### What to work on
Copy out the lines below word for word, everything from the line containing "Can you find the foliage?" down to the last line.

***** Data for this task

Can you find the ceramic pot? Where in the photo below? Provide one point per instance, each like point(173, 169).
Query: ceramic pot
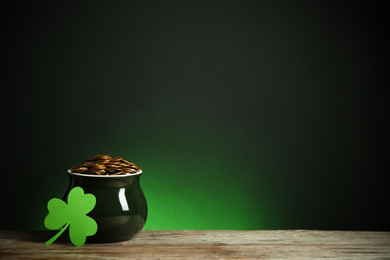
point(121, 208)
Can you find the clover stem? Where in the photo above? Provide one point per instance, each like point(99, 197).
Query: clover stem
point(51, 240)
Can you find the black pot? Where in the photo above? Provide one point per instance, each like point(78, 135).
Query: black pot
point(121, 208)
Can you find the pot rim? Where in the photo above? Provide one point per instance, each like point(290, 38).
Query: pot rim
point(105, 176)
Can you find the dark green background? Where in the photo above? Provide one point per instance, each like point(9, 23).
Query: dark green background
point(242, 114)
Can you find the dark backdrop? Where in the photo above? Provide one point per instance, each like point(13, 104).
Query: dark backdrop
point(242, 114)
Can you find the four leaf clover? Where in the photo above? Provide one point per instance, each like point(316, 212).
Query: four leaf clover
point(72, 214)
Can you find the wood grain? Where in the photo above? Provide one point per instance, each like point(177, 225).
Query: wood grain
point(205, 244)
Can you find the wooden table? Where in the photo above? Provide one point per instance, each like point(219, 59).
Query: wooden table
point(203, 244)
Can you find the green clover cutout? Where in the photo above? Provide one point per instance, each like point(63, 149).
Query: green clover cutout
point(74, 215)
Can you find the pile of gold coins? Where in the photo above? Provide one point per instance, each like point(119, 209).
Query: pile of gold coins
point(104, 164)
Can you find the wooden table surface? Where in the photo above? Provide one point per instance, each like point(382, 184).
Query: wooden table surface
point(205, 244)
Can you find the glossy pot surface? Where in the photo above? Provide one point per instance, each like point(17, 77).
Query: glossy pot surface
point(121, 208)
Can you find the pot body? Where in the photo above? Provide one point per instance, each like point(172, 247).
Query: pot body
point(121, 208)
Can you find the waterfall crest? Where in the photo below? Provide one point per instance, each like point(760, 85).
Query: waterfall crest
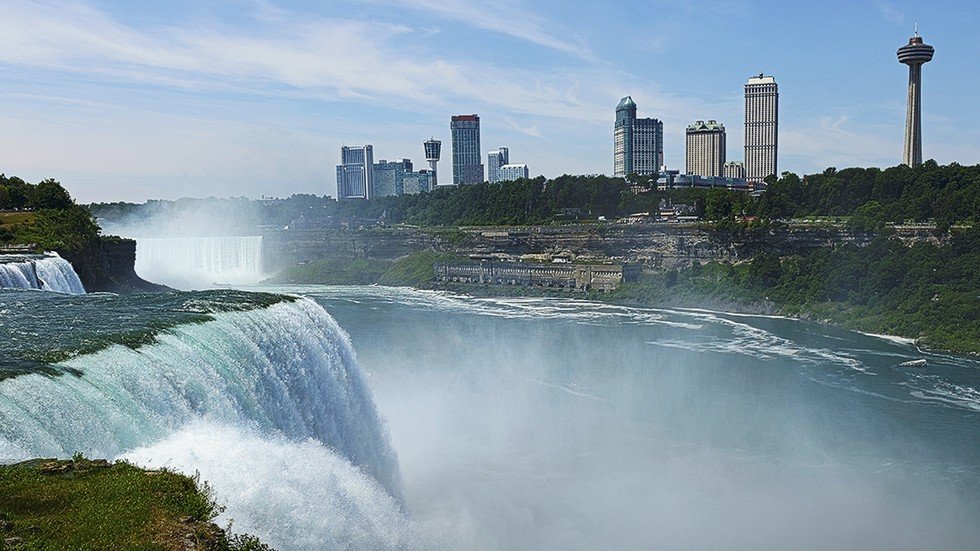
point(288, 369)
point(199, 262)
point(49, 272)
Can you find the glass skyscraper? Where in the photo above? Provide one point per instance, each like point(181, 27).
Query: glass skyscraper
point(467, 168)
point(638, 144)
point(355, 173)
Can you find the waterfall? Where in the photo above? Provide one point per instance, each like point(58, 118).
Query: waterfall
point(49, 272)
point(197, 262)
point(286, 371)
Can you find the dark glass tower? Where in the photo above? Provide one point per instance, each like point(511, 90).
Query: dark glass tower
point(914, 54)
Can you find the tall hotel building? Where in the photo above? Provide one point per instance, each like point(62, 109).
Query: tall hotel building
point(467, 168)
point(705, 148)
point(355, 173)
point(761, 127)
point(638, 144)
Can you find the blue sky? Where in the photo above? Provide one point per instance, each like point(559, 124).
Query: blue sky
point(138, 99)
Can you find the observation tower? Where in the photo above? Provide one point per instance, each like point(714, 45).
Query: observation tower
point(914, 54)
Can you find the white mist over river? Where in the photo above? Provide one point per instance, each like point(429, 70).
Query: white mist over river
point(200, 262)
point(459, 423)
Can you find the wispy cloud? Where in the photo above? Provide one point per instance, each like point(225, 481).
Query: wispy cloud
point(292, 55)
point(890, 11)
point(504, 17)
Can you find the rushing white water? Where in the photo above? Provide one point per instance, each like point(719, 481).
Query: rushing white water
point(49, 273)
point(200, 262)
point(287, 369)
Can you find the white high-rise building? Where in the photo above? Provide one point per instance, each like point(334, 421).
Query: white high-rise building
point(495, 160)
point(508, 173)
point(761, 127)
point(638, 144)
point(705, 148)
point(355, 173)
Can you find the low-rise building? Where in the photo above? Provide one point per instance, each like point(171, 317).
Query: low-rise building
point(561, 275)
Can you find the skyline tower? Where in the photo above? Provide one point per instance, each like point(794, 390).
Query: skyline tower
point(355, 173)
point(914, 54)
point(495, 160)
point(433, 150)
point(761, 127)
point(638, 144)
point(705, 148)
point(467, 168)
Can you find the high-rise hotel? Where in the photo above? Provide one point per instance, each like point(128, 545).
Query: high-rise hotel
point(467, 168)
point(761, 127)
point(355, 173)
point(638, 144)
point(705, 148)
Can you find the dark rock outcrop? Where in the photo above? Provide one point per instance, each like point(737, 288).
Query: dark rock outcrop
point(110, 266)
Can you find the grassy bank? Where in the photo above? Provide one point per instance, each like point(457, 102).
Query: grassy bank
point(83, 504)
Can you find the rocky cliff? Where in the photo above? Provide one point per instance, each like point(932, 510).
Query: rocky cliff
point(109, 266)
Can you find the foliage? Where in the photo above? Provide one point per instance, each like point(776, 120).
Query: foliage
point(923, 291)
point(53, 221)
point(415, 270)
point(871, 197)
point(83, 504)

**********

### Answer below
Can you find the foliage? Where in the photo above? Provide one point per instance, each like point(776, 120).
Query: foliage
point(923, 291)
point(53, 221)
point(415, 270)
point(871, 197)
point(83, 504)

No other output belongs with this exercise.